(Referring expression pointing data)
______________________________
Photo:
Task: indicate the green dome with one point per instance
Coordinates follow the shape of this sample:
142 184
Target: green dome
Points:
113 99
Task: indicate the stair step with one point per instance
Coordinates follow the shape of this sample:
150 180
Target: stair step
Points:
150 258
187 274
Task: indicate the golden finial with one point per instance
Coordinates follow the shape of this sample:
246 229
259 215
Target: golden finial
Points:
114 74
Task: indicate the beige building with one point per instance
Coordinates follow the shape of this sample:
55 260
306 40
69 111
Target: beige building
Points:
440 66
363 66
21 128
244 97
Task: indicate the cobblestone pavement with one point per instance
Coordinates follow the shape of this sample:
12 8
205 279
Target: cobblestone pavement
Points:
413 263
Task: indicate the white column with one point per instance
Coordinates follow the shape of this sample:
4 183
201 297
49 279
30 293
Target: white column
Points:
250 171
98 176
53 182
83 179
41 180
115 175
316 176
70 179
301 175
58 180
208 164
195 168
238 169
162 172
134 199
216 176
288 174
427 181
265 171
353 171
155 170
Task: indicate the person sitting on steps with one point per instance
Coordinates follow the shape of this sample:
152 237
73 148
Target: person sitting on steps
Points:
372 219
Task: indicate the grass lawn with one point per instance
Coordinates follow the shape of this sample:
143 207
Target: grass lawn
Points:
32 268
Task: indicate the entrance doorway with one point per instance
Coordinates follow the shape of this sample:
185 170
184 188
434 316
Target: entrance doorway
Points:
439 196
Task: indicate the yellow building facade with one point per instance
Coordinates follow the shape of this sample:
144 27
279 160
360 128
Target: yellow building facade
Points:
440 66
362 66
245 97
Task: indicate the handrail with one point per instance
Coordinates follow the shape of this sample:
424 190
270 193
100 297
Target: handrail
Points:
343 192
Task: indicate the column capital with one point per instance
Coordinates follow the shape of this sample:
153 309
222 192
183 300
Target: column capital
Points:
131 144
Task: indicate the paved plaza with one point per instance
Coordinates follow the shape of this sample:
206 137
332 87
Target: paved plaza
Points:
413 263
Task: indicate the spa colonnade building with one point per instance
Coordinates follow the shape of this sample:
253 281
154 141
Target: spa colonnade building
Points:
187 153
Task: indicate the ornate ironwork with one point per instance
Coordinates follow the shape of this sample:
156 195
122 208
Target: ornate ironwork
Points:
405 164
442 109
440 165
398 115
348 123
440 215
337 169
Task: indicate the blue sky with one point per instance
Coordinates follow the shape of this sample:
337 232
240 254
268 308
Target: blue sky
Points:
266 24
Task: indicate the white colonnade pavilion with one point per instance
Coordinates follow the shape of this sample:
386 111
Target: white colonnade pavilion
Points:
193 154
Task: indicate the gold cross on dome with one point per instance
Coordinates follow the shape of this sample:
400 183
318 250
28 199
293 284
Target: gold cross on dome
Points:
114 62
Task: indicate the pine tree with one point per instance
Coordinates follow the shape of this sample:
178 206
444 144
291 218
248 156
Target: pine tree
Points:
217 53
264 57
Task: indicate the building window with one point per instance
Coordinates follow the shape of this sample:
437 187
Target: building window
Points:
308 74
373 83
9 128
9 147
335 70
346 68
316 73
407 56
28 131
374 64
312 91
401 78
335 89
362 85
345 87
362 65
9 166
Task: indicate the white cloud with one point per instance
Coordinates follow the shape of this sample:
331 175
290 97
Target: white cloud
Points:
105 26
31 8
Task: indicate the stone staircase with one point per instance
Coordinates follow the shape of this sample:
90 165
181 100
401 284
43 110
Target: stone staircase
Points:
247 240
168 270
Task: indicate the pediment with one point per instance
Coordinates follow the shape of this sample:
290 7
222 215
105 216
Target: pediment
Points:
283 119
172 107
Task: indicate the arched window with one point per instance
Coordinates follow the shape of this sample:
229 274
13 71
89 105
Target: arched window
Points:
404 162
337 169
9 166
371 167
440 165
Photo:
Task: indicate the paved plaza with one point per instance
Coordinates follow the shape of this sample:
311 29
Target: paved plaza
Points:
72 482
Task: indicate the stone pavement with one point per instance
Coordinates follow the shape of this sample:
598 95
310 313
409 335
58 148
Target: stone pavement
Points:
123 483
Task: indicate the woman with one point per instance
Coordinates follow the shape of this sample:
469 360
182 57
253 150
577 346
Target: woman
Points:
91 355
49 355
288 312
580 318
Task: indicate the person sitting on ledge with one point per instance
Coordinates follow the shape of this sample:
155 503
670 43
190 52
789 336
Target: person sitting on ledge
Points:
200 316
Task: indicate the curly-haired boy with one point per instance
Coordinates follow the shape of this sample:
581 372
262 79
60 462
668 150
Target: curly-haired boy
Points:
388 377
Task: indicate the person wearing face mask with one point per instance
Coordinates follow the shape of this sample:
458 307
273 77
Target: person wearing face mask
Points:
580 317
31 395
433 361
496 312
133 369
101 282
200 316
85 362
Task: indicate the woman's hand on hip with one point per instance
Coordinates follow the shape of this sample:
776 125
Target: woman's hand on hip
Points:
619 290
______________________________
### EXERCISE BRIEF
Please state how many lines of the records hold the word "handrail", and write nothing but that number.

### EXERCISE SOLUTION
2